Description of the task: Find each line in the records below that includes the word "blue". Copy every such line.

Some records

──────────

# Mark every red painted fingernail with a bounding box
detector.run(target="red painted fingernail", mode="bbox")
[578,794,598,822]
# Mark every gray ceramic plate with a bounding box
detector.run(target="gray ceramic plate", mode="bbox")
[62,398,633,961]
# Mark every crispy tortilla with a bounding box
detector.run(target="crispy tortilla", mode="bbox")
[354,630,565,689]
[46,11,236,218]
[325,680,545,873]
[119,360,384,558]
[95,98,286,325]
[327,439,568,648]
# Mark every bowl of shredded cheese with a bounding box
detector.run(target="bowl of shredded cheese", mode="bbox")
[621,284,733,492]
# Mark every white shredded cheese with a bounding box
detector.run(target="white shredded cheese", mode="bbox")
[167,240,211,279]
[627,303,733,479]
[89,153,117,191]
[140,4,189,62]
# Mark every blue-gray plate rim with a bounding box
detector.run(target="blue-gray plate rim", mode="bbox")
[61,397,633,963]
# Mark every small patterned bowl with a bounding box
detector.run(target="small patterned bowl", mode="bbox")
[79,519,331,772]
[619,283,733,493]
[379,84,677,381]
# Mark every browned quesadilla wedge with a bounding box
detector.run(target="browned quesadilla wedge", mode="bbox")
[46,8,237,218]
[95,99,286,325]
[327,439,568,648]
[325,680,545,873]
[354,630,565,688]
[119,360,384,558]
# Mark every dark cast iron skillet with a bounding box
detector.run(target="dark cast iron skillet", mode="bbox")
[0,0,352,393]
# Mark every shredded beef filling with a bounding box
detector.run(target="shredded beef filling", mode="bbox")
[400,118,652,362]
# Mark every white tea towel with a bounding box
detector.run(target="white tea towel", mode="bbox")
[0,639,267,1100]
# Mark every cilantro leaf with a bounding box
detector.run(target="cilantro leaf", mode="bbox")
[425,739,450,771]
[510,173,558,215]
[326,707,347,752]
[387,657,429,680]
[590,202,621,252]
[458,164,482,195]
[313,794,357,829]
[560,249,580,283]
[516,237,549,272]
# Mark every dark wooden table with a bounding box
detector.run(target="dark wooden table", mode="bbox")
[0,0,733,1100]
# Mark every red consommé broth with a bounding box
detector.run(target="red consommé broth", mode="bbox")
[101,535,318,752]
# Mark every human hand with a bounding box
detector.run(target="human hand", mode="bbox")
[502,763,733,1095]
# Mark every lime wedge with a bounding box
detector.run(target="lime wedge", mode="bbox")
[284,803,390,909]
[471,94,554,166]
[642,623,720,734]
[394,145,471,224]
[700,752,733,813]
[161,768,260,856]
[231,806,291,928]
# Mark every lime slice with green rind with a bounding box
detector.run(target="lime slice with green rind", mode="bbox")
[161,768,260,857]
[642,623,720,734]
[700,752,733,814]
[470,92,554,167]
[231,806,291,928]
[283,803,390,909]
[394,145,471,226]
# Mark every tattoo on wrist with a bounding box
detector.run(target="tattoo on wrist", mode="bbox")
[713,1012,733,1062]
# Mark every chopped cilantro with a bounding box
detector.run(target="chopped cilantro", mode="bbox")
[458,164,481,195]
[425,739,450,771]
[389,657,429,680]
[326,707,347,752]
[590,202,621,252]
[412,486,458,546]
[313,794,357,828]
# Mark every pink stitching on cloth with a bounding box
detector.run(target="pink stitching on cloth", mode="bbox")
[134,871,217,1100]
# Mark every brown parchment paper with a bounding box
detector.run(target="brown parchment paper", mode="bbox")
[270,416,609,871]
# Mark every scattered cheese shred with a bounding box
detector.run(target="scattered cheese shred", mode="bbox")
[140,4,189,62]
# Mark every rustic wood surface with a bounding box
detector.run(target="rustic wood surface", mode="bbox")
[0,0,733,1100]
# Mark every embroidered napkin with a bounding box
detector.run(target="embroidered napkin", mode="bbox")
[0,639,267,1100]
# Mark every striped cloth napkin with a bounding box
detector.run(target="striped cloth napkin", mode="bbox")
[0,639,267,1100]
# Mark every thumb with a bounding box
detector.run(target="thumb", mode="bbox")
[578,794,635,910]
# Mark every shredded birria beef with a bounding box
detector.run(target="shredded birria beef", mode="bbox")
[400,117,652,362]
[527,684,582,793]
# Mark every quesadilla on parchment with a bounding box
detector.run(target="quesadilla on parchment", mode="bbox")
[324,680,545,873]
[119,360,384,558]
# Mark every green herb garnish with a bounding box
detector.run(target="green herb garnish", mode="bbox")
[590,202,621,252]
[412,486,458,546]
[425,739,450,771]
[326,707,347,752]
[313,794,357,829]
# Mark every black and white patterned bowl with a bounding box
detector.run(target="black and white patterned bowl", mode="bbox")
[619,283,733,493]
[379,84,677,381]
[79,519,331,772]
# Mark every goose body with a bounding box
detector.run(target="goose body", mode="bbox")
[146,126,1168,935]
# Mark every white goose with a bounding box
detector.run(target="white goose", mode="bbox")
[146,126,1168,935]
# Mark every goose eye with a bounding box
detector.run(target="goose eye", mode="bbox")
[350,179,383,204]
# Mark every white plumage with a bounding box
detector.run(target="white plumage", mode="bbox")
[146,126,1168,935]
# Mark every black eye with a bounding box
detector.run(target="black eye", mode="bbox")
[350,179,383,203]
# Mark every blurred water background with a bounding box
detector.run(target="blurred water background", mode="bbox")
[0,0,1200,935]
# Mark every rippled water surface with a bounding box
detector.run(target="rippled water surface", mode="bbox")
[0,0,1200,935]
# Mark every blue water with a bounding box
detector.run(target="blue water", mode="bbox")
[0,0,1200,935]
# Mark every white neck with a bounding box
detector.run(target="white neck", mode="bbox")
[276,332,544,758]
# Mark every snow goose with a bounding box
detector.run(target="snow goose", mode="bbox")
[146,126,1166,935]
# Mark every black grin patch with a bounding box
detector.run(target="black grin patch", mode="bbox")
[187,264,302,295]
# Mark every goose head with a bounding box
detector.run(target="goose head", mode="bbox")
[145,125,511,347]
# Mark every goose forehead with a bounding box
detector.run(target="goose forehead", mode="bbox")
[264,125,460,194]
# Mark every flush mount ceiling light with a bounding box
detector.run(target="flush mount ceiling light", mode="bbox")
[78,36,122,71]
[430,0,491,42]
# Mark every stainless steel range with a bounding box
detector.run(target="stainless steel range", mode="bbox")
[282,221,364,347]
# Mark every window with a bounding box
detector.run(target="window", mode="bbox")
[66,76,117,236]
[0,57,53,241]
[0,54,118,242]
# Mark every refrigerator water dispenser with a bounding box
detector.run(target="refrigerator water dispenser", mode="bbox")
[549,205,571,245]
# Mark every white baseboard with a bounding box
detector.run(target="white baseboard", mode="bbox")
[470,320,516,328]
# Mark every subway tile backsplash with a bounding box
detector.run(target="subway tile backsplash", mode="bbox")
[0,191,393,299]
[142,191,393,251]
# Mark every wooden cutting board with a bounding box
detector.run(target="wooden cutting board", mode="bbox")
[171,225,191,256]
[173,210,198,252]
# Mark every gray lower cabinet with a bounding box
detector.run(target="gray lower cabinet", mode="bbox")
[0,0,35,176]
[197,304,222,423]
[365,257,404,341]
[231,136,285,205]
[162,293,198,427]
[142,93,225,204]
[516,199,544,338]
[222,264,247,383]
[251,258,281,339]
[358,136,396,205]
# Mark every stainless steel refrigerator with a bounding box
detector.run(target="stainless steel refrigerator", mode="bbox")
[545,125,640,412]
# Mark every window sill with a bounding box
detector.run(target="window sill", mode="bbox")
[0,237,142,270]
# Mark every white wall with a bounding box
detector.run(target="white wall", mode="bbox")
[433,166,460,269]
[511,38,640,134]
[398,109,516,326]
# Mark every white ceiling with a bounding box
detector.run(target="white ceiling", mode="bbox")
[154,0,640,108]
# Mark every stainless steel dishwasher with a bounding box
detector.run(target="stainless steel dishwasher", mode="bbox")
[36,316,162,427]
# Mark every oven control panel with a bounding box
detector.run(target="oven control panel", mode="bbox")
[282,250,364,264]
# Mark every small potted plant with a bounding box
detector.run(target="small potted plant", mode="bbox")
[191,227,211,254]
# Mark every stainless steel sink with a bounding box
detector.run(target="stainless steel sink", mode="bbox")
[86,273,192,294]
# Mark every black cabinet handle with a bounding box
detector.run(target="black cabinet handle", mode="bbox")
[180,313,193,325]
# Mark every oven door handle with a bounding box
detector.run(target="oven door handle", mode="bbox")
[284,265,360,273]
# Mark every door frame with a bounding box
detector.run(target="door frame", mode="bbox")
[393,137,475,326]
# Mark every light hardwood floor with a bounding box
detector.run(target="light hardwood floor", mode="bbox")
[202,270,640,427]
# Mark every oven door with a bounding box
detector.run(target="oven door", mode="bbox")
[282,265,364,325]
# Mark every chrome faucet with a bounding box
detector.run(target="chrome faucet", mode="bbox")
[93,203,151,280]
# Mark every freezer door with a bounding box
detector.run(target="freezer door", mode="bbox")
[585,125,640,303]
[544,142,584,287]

──────────

Answer to the problem:
# Mark every blue-gray plate rim with a bounding box
detector.run(target="blue-gray plate rim", mode="bbox")
# Mark every blue water with a bounding box
detector.run(target="blue water", mode="bbox")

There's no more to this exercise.